>> BEGIN

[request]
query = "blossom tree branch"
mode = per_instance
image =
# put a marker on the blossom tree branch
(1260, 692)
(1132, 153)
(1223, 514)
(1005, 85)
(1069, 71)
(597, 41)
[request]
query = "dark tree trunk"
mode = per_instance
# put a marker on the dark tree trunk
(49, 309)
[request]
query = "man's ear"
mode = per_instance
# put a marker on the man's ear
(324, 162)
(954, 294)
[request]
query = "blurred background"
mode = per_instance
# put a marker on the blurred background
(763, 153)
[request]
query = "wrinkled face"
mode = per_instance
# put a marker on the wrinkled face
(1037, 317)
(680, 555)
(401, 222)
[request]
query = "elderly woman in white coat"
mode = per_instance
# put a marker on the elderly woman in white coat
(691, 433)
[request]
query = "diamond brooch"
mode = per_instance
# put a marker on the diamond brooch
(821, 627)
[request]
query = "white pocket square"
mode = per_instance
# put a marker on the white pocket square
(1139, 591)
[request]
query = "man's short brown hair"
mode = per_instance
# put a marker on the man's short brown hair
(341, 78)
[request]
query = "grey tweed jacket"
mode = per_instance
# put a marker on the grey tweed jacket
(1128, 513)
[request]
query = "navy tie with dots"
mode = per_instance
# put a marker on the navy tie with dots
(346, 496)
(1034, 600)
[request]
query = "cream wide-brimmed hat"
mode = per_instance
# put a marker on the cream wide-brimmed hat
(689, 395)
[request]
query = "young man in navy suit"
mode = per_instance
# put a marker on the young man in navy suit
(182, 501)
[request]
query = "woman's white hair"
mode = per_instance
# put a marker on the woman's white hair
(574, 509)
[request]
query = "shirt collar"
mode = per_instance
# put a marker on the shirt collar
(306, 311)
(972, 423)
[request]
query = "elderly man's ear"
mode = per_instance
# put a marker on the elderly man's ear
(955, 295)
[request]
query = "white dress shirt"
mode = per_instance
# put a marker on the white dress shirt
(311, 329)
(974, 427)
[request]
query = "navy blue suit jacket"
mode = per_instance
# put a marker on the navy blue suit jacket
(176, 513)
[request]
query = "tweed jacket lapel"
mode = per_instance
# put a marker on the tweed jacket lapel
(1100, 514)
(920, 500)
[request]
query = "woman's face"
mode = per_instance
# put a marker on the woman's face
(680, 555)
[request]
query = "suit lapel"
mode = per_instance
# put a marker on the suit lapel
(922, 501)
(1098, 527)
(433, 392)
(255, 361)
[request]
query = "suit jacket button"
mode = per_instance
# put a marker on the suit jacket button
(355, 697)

>> END

Reproduce the full listing word for word.

▸ **Answer for this exercise**
[request]
query = "blossom tree branch"
mode = per_instance
image =
# put a marker on the blossom tree branch
(1260, 692)
(1132, 153)
(1223, 514)
(1005, 85)
(1069, 71)
(597, 41)
[request]
query = "dark tree trunk"
mode = per_instance
# put a marker on the dark tree trunk
(49, 309)
[request]
query = "man's ear"
mode = per_instance
# put a marker on the man's ear
(324, 162)
(954, 294)
[request]
query = "blurred background"
mode = per_instance
# put a marker on the blurred background
(763, 153)
[request]
query = "wrinkled face"
mode = per_instance
# put a marker on the wrinkled face
(1037, 317)
(680, 555)
(401, 222)
[request]
query = "elderly woman in white coat"
mode = per_instance
# put a marker on the elderly woman in white coat
(691, 433)
[request]
query = "diamond brooch"
mode = per_instance
# put a marker on the diamond brooch
(821, 627)
[request]
query = "white pocket square"
mode = per_instance
# put a marker on the white pocket square
(1139, 591)
[request]
query = "man's short brown hair"
mode = per_instance
# put a marker on the man's short brown hair
(341, 78)
[request]
query = "grey tweed jacket"
mode = per_instance
# put a marker on the grey tweed jacket
(1128, 513)
[request]
query = "navy tie with dots"
mode = per_instance
# put a marker on the navy tie with dots
(346, 496)
(1034, 600)
[request]
query = "cream wide-brimmed hat"
mode = per_instance
# put a marker on the cream wide-brimmed hat
(689, 395)
[request]
query = "young man in navy suit"
mode = per_instance
# put a marker on the young man in navy suit
(182, 501)
[request]
query = "woman's white hair"
mode = per_instance
# put a marker on the woman's white hair
(574, 509)
[request]
query = "shirt collar"
mode = per_instance
# put a marker on the shirt collar
(306, 311)
(972, 423)
[request]
query = "elderly man's ear"
mode = per_instance
# put a marker on the elderly man's ear
(955, 295)
[request]
query = "white dress shirt"
mode = per_instance
# put a marker on the white dress shirt
(311, 329)
(974, 427)
[request]
query = "navy blue suit jacket"
mode = per_instance
# put a marker on the navy blue suit jacket
(176, 513)
[request]
query = "tweed jacket lapel"
mode = per_instance
# put a marker on the tweed jacket lapel
(1100, 514)
(920, 500)
[request]
query = "woman's face"
mode = per_instance
# put a marker on the woman's face
(680, 555)
[request]
query = "suit lapel"
mode = per_instance
# put a marker on the suit lapel
(922, 501)
(1098, 527)
(433, 392)
(255, 361)
[request]
query = "suit jacket button"
mode = per_instance
# put a marker on the suit jacket button
(355, 697)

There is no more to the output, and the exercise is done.